TASK DETAILS: From the Andrew Bynum article below, return everything from "The big man is" down to "to the team.", copied word for word.

PROVIDED TEXT:
>>

It would appear as though Andrew Bynum is available.
The big man is reportedly uninterested in remaining with the Cleveland Cavaliers and consequently, the team is looking to get rid of him via trade or possibly by waiving him. He was suspended for conduct detrimental to the team
Adrian Wojnarowski of Yahoo! Sports has the story:
The Cavaliers believe Bynum has been a “disruptive” presence within the team and have lost hope the partnership can be salvaged, sources said. Bynum often expressed a lack of desire to play and practice and was convinced by the Cavaliers not to quit previously, sources said.
Thus, the Cavs have suspended him for conduct detrimental to the team.
Teams who considered signing Bynum in summer were as concerned about his desire to play as his knees. Officials didn’t see motivated rehab.
— Adrian Wojnarowski (@WojYahooNBA) December 28, 2013
The former member of the Los Angeles Lakers has always displayed flashes of brilliance with his interior scoring, but his health has always been an obstacle. Furthermore, there are concerns about his willingness to conduct himself as a professional that have scared away teams from signing him in the past. Still, the big man brings a few things to the table. Seriously, look at the play below:
To be fair, Bynum does not regularly string along moves likes this in the low post. He merely uncorks them every now and then. On the season, he is converting 38 percent of his shots in post-up situations per Synergy Sports.

<<

RECORDS SUPPLIED:
>>

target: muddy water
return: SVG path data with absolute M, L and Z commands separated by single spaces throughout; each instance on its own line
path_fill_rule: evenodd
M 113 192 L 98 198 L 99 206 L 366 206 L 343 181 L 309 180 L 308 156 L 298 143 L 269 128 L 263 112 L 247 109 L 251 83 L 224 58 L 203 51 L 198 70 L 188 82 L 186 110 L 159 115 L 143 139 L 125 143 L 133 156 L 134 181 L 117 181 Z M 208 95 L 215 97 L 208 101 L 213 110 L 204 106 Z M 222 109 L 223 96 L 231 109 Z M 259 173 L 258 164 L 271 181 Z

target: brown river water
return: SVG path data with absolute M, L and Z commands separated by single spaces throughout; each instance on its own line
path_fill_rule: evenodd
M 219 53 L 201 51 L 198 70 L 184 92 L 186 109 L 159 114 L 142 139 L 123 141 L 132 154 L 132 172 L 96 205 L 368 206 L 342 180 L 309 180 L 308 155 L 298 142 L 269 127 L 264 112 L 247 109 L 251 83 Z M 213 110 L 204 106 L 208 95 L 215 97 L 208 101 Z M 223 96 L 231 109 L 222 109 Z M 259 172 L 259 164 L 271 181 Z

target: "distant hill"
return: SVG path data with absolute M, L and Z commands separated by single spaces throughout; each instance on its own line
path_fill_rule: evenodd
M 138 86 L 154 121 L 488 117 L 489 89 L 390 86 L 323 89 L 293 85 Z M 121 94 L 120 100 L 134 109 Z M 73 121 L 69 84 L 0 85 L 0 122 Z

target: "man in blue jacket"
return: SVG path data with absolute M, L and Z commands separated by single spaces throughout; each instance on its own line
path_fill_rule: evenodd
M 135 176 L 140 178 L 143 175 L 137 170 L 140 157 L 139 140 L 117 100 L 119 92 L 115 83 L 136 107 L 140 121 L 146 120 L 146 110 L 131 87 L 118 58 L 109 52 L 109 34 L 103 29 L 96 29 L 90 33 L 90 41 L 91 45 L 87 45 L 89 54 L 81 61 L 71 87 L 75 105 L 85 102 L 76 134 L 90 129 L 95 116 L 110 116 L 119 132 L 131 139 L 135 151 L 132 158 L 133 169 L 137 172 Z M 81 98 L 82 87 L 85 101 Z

<<

RESULT OF THIS TASK:
The big man is reportedly uninterested in remaining with the Cleveland Cavaliers and consequently, the team is looking to get rid of him via trade or possibly by waiving him. He was suspended for conduct detrimental to the team
Adrian Wojnarowski of Yahoo! Sports has the story:
The Cavaliers believe Bynum has been a “disruptive” presence within the team and have lost hope the partnership can be salvaged, sources said. Bynum often expressed a lack of desire to play and practice and was convinced by the Cavaliers not to quit previously, sources said.
Thus, the Cavs have suspended him for conduct detrimental to the team.